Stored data

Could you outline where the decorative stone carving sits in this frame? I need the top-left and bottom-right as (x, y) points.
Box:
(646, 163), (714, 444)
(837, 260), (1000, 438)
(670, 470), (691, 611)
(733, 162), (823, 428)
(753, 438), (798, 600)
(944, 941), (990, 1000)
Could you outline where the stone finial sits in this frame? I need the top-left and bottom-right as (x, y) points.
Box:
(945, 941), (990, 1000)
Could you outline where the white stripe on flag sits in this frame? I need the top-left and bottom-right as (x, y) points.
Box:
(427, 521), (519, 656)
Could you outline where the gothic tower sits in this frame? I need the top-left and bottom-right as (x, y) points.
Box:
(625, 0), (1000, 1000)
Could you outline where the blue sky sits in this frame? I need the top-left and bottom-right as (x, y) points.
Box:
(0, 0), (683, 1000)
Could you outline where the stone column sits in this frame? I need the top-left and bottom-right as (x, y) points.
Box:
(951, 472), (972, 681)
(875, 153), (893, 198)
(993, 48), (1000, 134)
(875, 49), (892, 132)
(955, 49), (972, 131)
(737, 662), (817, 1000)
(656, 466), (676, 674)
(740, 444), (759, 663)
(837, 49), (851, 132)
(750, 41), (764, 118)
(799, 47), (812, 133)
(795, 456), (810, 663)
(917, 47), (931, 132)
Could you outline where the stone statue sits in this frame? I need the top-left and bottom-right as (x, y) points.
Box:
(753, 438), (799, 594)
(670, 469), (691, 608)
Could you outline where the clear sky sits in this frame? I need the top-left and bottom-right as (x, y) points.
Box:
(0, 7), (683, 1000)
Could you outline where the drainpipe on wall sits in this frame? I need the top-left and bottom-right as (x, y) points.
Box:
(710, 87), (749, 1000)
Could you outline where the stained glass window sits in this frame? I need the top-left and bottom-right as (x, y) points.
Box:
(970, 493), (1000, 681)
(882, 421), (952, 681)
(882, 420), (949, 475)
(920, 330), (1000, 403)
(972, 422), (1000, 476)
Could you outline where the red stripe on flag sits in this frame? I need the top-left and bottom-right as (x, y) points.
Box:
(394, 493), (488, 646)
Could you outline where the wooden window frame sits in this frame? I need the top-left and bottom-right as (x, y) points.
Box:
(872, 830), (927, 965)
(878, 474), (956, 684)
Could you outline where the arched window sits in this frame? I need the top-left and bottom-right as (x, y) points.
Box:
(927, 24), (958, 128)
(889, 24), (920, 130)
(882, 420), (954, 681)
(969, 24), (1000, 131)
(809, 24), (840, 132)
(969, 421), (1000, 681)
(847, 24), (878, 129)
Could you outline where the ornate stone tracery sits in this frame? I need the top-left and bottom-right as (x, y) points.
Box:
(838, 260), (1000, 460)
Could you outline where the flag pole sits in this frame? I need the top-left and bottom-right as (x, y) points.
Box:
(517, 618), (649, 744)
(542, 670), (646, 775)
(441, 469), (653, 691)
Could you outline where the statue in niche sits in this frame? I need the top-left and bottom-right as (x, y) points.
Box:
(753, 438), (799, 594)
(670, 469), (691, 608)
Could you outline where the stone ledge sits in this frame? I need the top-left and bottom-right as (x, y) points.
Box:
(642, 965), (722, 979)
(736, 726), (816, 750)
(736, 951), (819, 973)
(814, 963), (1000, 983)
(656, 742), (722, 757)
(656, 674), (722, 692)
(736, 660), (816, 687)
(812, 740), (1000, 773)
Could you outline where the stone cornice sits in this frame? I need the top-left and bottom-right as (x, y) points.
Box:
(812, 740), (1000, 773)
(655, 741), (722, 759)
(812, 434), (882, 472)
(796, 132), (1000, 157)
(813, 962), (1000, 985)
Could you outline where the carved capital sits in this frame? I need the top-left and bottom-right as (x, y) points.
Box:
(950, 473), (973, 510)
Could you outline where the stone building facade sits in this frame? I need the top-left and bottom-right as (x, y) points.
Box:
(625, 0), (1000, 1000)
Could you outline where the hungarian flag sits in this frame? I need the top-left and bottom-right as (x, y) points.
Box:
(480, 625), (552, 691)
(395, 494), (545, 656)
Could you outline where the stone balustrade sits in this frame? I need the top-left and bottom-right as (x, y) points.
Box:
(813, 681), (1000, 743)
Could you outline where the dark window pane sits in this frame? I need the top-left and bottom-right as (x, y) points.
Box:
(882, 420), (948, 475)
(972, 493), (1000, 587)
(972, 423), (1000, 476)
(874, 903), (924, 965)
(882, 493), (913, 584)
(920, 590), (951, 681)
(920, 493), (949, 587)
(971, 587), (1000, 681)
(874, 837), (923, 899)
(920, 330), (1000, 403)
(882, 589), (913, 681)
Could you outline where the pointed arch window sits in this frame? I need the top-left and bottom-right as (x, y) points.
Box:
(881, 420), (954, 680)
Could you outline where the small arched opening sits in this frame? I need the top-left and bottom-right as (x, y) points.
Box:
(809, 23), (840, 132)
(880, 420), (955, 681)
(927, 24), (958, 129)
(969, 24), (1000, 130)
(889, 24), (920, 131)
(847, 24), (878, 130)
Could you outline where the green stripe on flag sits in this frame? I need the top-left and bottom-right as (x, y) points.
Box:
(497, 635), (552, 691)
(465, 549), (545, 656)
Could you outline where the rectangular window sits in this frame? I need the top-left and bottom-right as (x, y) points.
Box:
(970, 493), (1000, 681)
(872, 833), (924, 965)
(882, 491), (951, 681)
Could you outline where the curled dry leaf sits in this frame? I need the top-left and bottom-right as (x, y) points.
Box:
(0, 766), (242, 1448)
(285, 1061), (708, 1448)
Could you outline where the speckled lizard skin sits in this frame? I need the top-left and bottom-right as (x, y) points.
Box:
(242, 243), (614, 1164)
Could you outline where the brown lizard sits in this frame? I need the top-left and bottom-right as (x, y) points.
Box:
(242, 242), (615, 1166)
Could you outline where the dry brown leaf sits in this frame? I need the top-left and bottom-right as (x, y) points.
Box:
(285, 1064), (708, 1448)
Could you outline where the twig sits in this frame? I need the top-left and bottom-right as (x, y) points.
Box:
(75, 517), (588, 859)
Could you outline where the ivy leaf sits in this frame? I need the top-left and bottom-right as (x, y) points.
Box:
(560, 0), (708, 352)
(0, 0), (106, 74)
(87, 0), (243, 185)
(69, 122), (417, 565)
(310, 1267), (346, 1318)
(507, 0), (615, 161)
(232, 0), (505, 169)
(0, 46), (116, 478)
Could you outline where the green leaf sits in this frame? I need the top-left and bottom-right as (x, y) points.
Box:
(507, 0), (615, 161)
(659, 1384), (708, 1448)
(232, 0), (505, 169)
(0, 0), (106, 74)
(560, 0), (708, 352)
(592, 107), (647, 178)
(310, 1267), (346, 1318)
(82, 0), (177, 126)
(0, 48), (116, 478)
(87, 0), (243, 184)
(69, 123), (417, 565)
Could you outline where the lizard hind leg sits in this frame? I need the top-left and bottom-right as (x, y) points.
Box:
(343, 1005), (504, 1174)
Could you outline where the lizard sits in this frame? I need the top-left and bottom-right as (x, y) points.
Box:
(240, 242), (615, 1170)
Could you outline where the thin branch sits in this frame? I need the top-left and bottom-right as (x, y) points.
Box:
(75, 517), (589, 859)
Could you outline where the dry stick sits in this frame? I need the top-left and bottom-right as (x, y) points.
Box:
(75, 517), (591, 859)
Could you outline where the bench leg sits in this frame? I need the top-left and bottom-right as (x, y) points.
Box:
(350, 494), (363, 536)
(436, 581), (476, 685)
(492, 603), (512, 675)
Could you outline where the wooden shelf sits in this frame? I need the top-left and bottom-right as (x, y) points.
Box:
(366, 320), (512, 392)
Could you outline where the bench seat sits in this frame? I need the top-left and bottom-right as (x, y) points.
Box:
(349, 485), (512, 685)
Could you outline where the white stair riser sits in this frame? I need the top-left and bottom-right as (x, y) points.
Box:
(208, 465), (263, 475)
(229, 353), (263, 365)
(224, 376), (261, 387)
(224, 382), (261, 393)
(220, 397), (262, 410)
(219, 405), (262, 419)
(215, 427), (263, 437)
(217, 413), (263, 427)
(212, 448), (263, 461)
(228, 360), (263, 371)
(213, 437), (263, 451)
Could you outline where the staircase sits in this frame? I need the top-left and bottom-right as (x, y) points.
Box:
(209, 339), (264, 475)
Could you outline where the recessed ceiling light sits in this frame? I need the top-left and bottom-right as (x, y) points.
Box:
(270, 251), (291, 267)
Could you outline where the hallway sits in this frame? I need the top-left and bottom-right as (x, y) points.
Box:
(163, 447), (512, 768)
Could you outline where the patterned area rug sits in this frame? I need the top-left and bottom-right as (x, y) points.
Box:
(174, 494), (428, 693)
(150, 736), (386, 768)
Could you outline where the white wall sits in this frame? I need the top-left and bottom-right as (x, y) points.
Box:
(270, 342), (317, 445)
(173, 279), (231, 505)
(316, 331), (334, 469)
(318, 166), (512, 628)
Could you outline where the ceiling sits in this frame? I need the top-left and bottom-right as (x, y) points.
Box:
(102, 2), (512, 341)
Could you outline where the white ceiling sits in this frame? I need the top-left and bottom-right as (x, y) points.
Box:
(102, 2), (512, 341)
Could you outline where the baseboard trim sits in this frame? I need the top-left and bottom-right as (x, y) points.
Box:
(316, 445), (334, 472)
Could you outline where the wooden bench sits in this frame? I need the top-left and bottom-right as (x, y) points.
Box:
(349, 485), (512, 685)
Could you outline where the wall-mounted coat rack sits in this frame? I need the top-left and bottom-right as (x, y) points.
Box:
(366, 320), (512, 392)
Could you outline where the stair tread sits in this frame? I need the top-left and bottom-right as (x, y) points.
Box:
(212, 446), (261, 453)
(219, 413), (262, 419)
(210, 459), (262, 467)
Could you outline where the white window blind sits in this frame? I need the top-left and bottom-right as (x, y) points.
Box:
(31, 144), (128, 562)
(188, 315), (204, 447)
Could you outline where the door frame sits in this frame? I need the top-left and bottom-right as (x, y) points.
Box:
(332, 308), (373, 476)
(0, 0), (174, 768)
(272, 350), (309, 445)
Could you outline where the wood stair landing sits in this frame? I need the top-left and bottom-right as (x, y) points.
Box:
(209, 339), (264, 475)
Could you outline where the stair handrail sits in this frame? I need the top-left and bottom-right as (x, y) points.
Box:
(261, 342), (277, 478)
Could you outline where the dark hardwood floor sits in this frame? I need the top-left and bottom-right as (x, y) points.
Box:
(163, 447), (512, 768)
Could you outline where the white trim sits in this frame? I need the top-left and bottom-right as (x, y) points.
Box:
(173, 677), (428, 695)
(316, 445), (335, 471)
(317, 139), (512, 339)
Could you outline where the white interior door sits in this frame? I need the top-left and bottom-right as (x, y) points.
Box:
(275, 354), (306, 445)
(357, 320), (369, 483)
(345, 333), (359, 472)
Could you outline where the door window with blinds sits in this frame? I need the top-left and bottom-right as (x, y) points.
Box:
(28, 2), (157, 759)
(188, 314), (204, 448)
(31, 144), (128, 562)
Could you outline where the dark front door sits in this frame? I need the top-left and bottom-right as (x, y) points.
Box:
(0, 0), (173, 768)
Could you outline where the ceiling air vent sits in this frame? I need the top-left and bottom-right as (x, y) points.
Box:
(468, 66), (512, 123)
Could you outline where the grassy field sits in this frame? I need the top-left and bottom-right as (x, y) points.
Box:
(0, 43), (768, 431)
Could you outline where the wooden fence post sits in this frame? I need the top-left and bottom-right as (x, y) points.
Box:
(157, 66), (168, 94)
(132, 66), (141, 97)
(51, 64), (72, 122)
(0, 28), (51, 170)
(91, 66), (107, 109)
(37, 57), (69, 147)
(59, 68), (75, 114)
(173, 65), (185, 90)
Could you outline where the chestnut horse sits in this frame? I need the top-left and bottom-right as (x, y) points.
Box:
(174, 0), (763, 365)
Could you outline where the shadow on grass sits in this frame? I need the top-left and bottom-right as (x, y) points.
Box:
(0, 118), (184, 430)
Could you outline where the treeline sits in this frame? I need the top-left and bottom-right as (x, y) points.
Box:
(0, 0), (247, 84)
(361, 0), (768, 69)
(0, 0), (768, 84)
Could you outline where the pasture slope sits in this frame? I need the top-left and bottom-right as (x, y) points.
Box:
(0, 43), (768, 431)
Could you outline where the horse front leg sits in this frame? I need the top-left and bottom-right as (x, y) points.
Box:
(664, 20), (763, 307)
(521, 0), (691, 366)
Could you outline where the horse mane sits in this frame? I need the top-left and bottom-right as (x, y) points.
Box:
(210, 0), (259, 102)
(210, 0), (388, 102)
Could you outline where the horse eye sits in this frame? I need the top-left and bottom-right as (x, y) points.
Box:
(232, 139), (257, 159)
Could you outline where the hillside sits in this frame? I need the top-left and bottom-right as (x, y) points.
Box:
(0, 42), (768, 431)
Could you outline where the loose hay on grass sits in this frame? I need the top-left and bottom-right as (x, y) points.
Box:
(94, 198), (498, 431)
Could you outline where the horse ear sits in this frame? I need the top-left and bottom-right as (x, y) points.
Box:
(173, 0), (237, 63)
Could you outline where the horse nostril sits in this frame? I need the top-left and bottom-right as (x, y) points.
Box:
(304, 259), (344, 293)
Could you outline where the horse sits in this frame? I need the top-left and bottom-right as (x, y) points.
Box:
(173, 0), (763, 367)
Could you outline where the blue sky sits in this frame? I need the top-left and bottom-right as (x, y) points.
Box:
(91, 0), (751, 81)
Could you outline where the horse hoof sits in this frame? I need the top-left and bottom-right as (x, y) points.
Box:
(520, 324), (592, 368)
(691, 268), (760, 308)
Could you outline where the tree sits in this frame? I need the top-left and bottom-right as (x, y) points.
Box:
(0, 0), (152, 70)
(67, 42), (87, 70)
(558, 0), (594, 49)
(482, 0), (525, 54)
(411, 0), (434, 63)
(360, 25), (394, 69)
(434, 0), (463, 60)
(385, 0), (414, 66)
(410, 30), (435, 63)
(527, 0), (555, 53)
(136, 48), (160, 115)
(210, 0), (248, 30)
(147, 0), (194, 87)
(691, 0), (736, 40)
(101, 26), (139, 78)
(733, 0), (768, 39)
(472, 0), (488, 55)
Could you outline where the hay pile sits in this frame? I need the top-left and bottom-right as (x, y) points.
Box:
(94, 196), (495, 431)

THE TASK: Copy out everything in the records from the line containing "Could you outline where the hillside" down to the line containing "(304, 259), (344, 293)", requests included, and multiply every box coordinate in the answers by 1.5, rounding to whole numbers with halves going up. Give back only those lines.

FULL SOLUTION:
Could you outline where the hillside sits in this frame? I need the top-left and bottom-right as (x, y) points.
Box:
(0, 63), (1152, 647)
Could you outline where the loose hay on grass sits in this frame? I need the top-left and bottom-right as (x, y) points.
Box:
(141, 297), (747, 647)
Could you outline where the horse ear sits in this frame? I need the top-left and bottom-right as (x, y) points.
Box:
(260, 0), (356, 95)
Could you outline where the horse nostril sits in this frame? I need the top-left and bottom-right as (x, y) points.
Box:
(456, 389), (516, 440)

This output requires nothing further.